=== Passage for review ===

[Start of Attachment]

Great North Run hailed 'an absolutely amazing event' as records fall and millions raised for charity
The highly anticipated Great North Run saw world records broken, personal bests met and fun had by all as the day was hailed a great success.
Thousands of runners pounded the pavement from Newcastle for the Great North Run finishing on South Shields' Coast Road.
Around 57,000 runners were predicted to run the half marathon and while the official figure is yet to be released, organisers have hailed the day another success.
The event also saw South Shields Big Pink Dress fundraiser Colin Burgin-Plews complete the 13.1-mile run despite having a heart scare in July.
It also saw Sunderland Olympian Aly Dixon break the world record for a half marathon dressed as a super hero when she ran as Wonder Woman, while Mo Farah won for the sixth year in a row.
Tom Bodley, Great Run assistant site manager for the west and Elite Finish said: "It has been an absolutely amazing event. The sun has been shining.

[End of Attachment]

=== Directions ===
1/ List every person named in the Great North Run report.
2/ Return the part of the Great North Run report starting with "It also saw" and going on through "year in a row.", copied without any change.

=== Listed entries ===
[Start of Attachment]

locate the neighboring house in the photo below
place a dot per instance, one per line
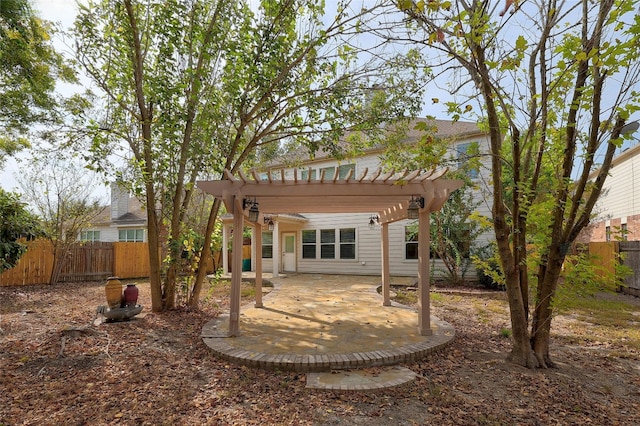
(350, 243)
(125, 221)
(618, 208)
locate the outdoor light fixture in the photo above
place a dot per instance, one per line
(253, 210)
(269, 222)
(415, 204)
(373, 220)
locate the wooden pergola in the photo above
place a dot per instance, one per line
(388, 195)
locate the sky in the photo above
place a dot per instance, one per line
(63, 12)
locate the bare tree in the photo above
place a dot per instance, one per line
(60, 190)
(556, 82)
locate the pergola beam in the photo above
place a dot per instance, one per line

[End of Attachment]

=== Per-task outputs ===
1/
Colin Burgin-Plews
Aly Dixon
Mo Farah
Tom Bodley

2/
It also saw Sunderland Olympian Aly Dixon break the world record for a half marathon dressed as a super hero when she ran as Wonder Woman, while Mo Farah won for the sixth year in a row.